(PROBLEM DETAILS)
Set down the stretch of the word co-occurrence text from "Determining a degree" through "period of interest." word for word.
── SOURCE DOCUMENT ──
Determining a degree of co-occurrence may include assessing a level by which each word/phrase of the determined words/phrases exhibits a pattern close to the other words/phrases of the determined words/phrases with respect to how many instances of each words/phrases have timestamps within each window.
Identifying one or more of the words/phrases as significant may include constructing an M×N occurrence matrix for the words/phrases and their timestamps. Here, M is a positive integer representing the number of detected words/phrases and N is a positive integer representing the number of timestamps in the time period of interest.
Identifying one or more of the words/phrases as significant may further include normalizing the constructed occurrence matrix such that each number of detected words/phrases at each timestamp is a number between 0 and 1.
Identifying one or more of the words/phrases as significant may further include reducing the normalized occurrence matrix to remove entries having little or no correlation within the normalized matrix to other words/phrases therein.
───
── COLLECTED MATERIAL ──
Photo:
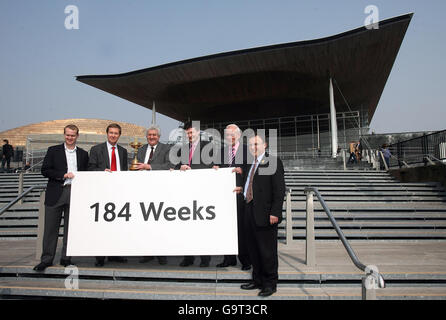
───
(COMPLETE ANSWER)
Determining a degree of co-occurrence may include assessing a level by which each word/phrase of the determined words/phrases exhibits a pattern close to the other words/phrases of the determined words/phrases with respect to how many instances of each words/phrases have timestamps within each window.
Identifying one or more of the words/phrases as significant may include constructing an M×N occurrence matrix for the words/phrases and their timestamps. Here, M is a positive integer representing the number of detected words/phrases and N is a positive integer representing the number of timestamps in the time period of interest.